Please update the rows from the line with "Target: **metal handrail**" to the line with "M306 210L307 210L307", replacing "each instance" with "every object" and leaving everything else unchanged. Return only those lines.

═════ Dataset content ═════

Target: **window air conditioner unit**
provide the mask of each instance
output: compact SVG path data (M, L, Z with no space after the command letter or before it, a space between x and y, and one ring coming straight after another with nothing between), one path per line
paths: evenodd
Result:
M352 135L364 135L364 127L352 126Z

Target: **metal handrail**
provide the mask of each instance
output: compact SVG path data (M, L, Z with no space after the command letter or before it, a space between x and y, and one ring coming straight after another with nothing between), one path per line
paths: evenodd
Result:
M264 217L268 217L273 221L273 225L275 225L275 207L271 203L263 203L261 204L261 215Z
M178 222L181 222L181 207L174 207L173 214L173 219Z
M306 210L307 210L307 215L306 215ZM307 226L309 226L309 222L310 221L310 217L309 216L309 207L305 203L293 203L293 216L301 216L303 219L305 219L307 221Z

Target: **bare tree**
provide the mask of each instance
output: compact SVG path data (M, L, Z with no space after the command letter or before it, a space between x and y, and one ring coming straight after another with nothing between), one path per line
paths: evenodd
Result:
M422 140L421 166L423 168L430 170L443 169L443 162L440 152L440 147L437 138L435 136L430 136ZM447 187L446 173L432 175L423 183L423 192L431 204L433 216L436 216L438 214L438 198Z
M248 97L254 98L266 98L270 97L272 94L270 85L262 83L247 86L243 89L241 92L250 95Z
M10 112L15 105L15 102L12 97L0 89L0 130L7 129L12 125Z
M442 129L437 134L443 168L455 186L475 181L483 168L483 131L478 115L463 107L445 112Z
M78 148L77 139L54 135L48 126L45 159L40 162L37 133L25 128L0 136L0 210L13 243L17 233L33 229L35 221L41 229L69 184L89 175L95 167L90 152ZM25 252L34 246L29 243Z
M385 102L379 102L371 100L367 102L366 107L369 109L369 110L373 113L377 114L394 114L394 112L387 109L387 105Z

═════

Exercise response —
Target: **metal handrail**
provide the mask of every object
output: compact SVG path data (M, L, Z with no space after the command letter or before it, a space between x and y, and one ring coming straight after another with nothing between), one path per line
paths: evenodd
Result:
M264 217L268 217L273 221L273 225L275 225L275 207L271 203L263 203L261 204L261 215Z
M178 222L181 222L181 207L174 207L173 214L173 219Z
M306 210L307 210L307 215L306 215ZM307 226L309 226L309 222L310 221L310 217L309 216L309 207L305 203L293 203L293 216L301 216L303 219L305 219L307 221Z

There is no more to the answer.